DOCUMENT SEGMENT —
Markov clustering

We developed mclUMI for automatic detection of UMI clusters without the need for calculating UMI counts by the Markov clustering algorithm. It has two derivatives, MCL-val and MCL-ed, by considering information about UMI counts.

Image title
Fig 1. Illustration of MCL for UMI deduplicating on a 7-node UMI graph
  • MCL-val's main thrust bears a very close resemblance to the Directional method. Rather than collapsing UMIs at the node level, MCL-val collapses UMIs at the subcomponent level. MCL-val first picks out UMIs with the highest count from Markov clusters and merges two Markov clusters if the count of one of the most commonly seen UMIs is at least above 2-fold higher than that of the other one.
  • Because the difference between counts of UMIs A and B falls short of the requirement, the two Markov clusters are not merged. Building on subcomponent level, we further designed MCL-ed, which merge two Markov clusters if the two most commonly seen UMIs are k edit distance apart. For the 7-node UMI graph in the following plot, the two Markov clusters are merged because UMIs A and B are within one edit distance.

Tip

PCR artefacts or duplicates result from amplification of reads over multiple PCR cycles. Classification of PCR duplicates according to the same UMIs does not work when UMIs are synthesised and/or sequenced incorrectly because of DNA polymerase/sequencing errors.

To tackle this problem, graph-based computational strategies are proposed by leveraging edit distances between UMIs to build UMI graphs, which prevail among deduplication methods (see 1 for technical review). Similar to existing methods, mclUMI implements a Markov clustering algorithm for UMI collapsing based on a UMI graph. We began by exemplifying 7 UMIs for 10X V2 chemistry and constructing a UMI graph using an edit distance 1. Upon receiving the adjacency matrix of the UMI graph, mclUMI is asked to search for subcomponents with their respective nodes strongly connected. For instance, a UMI graph composed of 7 nodes is further split into two subcomponents. It shows high connectivity within each of them but low connectivity between them. Nevertheless, Markov clusters are discovered without leveraging the information on UMI counts.

EXERCISES TO COMPLETE —
A. Answer these questions using the Markov clustering text:
(i) What are the two derivatives of mclUMI called?
(ii) Under MCL-val, how much higher must the count of one most commonly seen UMI be than the other's for two Markov clusters to be merged?
(iii) What edit distance was used to construct the UMI graph from the 7 example UMIs?
B. Extend the Markov clustering text past its final sentence.
The records that come next are not needed for this work.

SOURCE INFORMATION —
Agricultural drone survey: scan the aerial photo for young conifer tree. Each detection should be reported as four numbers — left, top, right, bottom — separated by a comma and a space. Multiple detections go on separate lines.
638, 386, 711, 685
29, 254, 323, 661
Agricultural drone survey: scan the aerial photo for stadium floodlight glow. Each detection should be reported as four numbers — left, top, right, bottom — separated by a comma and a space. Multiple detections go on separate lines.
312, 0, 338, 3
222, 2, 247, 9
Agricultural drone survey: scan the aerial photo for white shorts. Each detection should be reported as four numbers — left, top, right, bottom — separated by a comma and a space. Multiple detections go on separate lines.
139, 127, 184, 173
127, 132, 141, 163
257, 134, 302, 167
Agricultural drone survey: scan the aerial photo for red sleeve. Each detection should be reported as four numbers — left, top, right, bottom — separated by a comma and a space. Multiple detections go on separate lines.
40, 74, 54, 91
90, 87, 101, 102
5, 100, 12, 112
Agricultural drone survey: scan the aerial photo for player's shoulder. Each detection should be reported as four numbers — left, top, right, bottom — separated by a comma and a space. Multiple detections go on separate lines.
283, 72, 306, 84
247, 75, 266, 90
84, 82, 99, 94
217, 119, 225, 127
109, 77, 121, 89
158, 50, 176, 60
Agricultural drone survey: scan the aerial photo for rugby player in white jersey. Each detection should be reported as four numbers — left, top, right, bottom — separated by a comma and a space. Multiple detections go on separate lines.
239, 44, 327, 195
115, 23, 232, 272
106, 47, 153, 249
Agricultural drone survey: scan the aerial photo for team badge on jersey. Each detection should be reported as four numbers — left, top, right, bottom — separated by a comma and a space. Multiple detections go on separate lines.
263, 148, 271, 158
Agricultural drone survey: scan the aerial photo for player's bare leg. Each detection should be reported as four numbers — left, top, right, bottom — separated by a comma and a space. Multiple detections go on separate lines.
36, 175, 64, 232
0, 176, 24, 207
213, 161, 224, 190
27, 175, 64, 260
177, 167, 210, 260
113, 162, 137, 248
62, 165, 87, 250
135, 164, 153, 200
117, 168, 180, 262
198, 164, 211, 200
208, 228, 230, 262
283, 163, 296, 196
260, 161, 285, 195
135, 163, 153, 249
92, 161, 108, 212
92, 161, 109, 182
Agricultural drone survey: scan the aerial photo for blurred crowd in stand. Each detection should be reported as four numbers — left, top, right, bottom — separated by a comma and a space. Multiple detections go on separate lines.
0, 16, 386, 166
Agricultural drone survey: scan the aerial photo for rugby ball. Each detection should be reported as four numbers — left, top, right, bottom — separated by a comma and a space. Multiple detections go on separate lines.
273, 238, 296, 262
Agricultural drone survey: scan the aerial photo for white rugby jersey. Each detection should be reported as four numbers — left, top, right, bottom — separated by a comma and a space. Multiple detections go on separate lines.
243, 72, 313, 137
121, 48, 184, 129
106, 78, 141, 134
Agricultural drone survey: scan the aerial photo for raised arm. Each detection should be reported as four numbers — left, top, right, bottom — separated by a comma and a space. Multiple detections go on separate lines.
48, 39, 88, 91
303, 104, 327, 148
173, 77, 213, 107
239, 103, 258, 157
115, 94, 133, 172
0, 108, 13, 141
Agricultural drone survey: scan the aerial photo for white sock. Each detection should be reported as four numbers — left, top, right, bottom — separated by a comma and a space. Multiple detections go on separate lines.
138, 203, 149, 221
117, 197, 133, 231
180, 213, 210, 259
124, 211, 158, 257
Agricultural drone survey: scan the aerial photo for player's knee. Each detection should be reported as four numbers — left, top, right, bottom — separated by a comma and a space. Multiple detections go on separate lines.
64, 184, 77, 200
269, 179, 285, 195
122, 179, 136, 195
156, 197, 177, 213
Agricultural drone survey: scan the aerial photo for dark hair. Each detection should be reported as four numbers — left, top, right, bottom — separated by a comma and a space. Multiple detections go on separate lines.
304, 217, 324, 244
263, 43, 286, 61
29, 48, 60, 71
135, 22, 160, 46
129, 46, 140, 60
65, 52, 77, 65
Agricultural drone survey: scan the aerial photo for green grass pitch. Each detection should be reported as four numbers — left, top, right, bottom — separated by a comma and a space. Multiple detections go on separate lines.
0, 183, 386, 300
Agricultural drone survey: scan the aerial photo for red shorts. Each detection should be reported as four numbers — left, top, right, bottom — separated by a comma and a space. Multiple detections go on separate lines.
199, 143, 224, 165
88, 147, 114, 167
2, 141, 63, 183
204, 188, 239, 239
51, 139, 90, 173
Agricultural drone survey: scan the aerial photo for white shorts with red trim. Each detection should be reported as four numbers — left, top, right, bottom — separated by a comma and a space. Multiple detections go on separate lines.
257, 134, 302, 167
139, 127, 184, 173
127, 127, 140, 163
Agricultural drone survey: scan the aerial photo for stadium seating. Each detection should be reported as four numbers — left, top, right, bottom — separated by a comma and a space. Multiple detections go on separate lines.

WRITTEN RESPONSES —
A.
(i) MCL-val and MCL-ed.
(ii) At least above 2-fold higher.
(iii) An edit distance of 1.

B.
Image title
Fig 2. Schematic of MCL for UMI deduplication

By calculating edit distances between UMIs and setting an editing distance cutoff, a graph is built to graphically present intricate relationships between UMIs. Edges that are used to link UMIs together reflect connectivity between them. If considering UMI counts as node sizes, such a graph can essentially reflect how UMIs with a low count evolve from a UMI with a high count over error-prone PCR amplification and sequencing processes. However, it remains murky as to which UMIs in a graph are most appropriately grouped and considered to originate from the same origin. To cope with this challenge, UMI-tools meticulously designed a set of custom-built, expert-guided rules to construct two methods, Adjacency and Directional. Different from this notion, we conjecture that edges are highly informative to implicit relationships between UMIs and it might not suffice to find such relationships with custom-built rules especially from a large UMI graph containing a slew of edges. Building on this perspective, we set out to utilize Markov clustering (MCL)2, a graph-based clustering algorithm, to naturally and spontaneously discover subcomponents with high connectivity from a UMI graph. The MCL-based UMI collapsing process is briefly formulated as follows.

mclUMI is a Markov clustering (MCL) network-based software suite comprising two modules of mcl-val and mcl-ed, for precisely localizing unique UMIs and thus removing PCR duplicates. Different from all established methods, our MCL-based methods initially allow UMI nodes to be merged spontaneously based only on the connectivity of edges created by a given edit distance in each of connected components of a UMI-structured graph.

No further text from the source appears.